> _WHAT IS NEEDED_:
Please report every line in the listing below that contains the string "tower", copying each such line in full.

*** MATERIAL FOR THIS TASK ***

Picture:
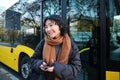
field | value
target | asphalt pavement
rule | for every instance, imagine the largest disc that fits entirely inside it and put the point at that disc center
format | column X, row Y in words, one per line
column 5, row 75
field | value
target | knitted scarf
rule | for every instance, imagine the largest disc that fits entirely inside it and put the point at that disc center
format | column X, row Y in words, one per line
column 49, row 52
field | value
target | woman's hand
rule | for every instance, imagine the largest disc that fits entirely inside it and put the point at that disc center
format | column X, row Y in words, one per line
column 44, row 67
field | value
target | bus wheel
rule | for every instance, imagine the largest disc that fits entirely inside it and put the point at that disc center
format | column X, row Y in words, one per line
column 25, row 67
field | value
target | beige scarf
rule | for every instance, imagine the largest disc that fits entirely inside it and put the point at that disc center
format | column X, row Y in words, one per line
column 49, row 52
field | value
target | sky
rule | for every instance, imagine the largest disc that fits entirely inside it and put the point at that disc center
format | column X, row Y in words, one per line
column 5, row 4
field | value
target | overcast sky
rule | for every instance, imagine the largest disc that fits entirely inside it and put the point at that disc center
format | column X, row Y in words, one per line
column 5, row 4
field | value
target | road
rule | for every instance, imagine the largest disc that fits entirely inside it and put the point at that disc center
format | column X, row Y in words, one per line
column 8, row 74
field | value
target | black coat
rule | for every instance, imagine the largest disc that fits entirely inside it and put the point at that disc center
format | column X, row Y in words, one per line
column 63, row 71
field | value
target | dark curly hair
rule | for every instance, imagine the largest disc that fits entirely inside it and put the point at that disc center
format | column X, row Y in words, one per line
column 58, row 20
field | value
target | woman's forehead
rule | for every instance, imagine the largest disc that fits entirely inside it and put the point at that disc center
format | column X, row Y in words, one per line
column 49, row 21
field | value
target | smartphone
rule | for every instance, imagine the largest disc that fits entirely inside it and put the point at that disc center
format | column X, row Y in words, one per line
column 45, row 67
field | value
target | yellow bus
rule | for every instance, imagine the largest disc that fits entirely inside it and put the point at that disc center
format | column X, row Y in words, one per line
column 94, row 25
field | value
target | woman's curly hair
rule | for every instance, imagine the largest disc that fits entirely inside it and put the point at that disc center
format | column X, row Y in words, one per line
column 58, row 20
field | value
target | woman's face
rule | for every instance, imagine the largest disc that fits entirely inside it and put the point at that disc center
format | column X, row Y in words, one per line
column 52, row 29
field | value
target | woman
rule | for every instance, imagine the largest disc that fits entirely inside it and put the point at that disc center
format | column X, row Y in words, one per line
column 56, row 57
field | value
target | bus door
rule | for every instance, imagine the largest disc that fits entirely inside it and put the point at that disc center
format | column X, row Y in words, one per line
column 85, row 32
column 113, row 47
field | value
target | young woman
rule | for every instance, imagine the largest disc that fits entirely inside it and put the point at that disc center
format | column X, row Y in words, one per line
column 56, row 57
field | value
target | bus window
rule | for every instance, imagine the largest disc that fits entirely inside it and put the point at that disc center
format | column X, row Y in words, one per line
column 113, row 25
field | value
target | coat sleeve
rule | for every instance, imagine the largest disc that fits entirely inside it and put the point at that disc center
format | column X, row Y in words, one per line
column 69, row 71
column 36, row 58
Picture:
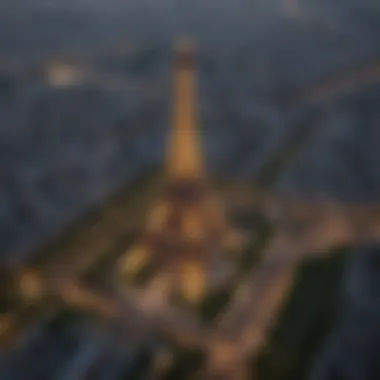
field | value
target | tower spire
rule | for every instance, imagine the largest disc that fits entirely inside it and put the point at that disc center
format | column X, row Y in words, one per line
column 184, row 158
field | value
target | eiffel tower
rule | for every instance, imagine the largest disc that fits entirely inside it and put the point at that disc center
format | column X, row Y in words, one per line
column 185, row 227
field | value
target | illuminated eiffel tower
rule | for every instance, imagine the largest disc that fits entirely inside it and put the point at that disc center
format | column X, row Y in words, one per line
column 185, row 228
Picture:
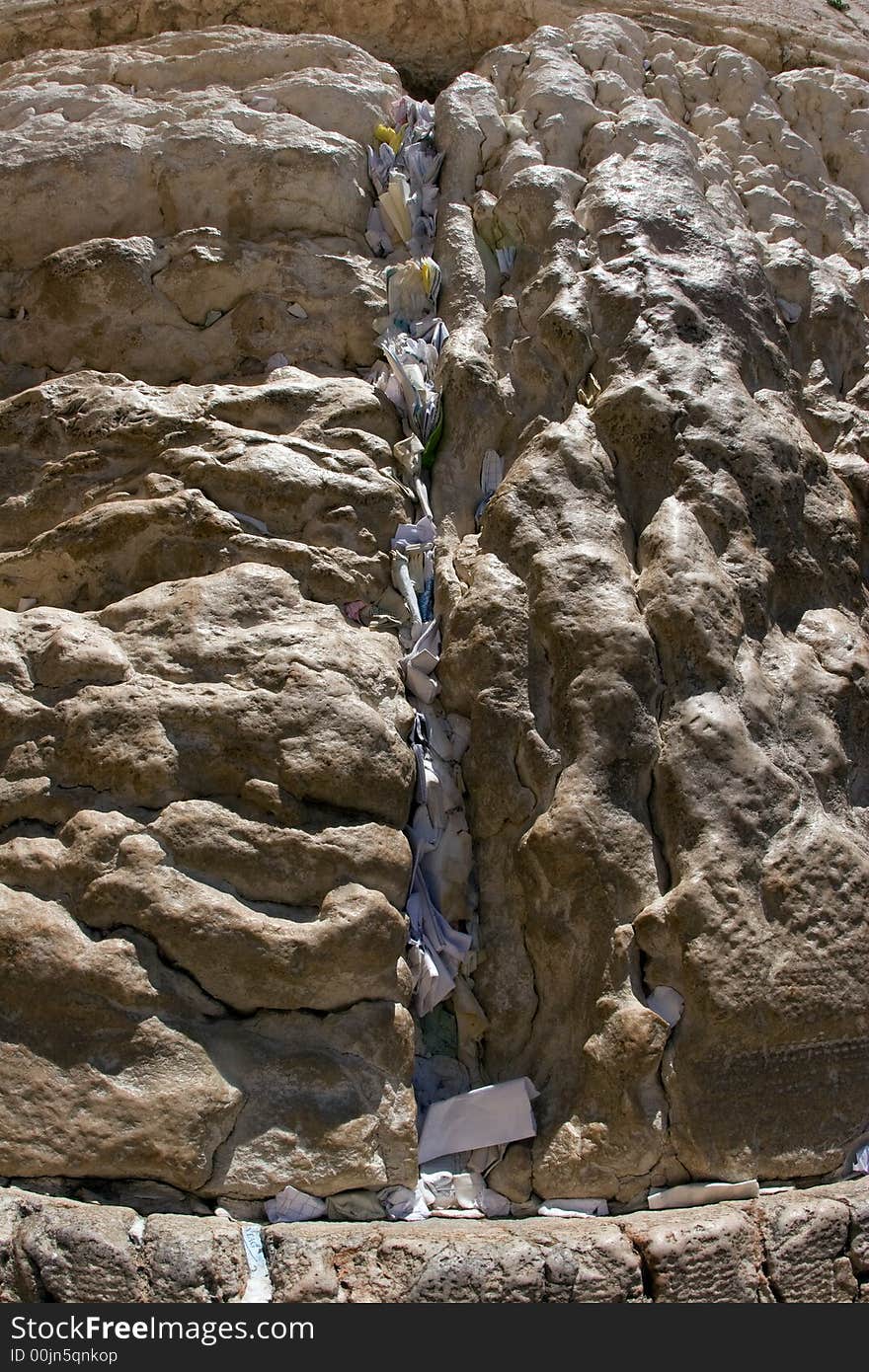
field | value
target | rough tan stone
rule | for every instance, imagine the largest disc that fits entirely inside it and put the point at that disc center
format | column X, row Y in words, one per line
column 711, row 1255
column 194, row 1259
column 452, row 1261
column 805, row 1237
column 658, row 633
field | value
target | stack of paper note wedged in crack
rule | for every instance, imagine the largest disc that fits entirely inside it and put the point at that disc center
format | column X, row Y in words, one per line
column 404, row 166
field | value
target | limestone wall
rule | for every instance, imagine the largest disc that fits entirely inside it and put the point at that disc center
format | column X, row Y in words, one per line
column 658, row 633
column 795, row 1246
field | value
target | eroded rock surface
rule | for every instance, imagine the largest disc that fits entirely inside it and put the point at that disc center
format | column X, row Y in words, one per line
column 658, row 633
column 788, row 1249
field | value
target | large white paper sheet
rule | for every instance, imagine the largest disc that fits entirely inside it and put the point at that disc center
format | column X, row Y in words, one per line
column 478, row 1118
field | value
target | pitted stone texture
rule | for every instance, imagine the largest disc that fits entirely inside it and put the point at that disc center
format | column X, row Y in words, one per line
column 452, row 1261
column 659, row 632
column 194, row 1259
column 62, row 1250
column 445, row 38
column 67, row 1252
column 112, row 486
column 711, row 1255
column 805, row 1239
column 207, row 213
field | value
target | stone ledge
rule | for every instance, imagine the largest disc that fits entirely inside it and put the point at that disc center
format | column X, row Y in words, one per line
column 797, row 1246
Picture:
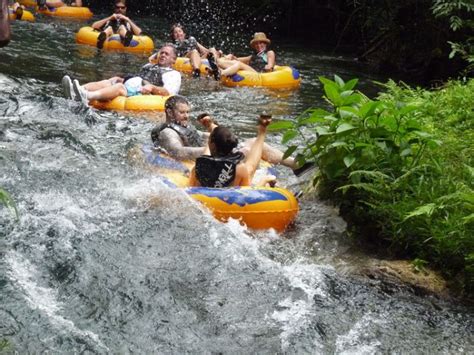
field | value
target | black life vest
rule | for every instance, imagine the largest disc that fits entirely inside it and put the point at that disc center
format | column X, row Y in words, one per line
column 153, row 73
column 115, row 24
column 189, row 135
column 185, row 46
column 217, row 171
column 258, row 61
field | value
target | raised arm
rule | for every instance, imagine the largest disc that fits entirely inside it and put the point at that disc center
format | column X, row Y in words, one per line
column 172, row 143
column 135, row 29
column 271, row 61
column 154, row 90
column 99, row 24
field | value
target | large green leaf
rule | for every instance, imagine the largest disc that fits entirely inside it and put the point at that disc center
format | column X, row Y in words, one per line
column 426, row 210
column 332, row 94
column 288, row 136
column 339, row 81
column 350, row 84
column 349, row 160
column 289, row 151
column 345, row 127
column 280, row 125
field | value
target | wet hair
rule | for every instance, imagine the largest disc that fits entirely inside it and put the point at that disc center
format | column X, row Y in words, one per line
column 224, row 140
column 173, row 101
column 173, row 48
column 202, row 115
column 173, row 26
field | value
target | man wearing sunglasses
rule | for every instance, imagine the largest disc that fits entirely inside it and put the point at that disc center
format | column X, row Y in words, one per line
column 116, row 23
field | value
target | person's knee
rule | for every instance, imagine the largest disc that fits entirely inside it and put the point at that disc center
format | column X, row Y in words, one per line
column 121, row 89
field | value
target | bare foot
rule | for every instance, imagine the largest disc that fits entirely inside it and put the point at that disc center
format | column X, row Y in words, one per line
column 264, row 120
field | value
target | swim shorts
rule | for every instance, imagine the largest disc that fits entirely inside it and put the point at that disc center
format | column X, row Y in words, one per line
column 134, row 86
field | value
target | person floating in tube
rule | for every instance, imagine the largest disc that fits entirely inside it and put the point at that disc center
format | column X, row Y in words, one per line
column 116, row 23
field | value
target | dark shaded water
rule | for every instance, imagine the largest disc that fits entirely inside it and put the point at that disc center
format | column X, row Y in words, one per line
column 92, row 267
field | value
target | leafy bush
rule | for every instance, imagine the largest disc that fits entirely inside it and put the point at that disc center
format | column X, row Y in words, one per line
column 400, row 166
column 6, row 200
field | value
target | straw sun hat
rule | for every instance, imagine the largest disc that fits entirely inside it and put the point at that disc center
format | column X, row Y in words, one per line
column 259, row 37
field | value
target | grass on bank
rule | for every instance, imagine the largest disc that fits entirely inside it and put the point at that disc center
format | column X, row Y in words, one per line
column 401, row 167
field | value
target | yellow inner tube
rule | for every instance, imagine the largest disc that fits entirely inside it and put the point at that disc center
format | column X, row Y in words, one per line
column 87, row 35
column 282, row 77
column 257, row 207
column 67, row 11
column 132, row 103
column 27, row 16
column 183, row 64
column 30, row 3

***

> _SOLUTION BELOW_:
target | tower spire
target | eiffel tower
target | illuminated eiffel tower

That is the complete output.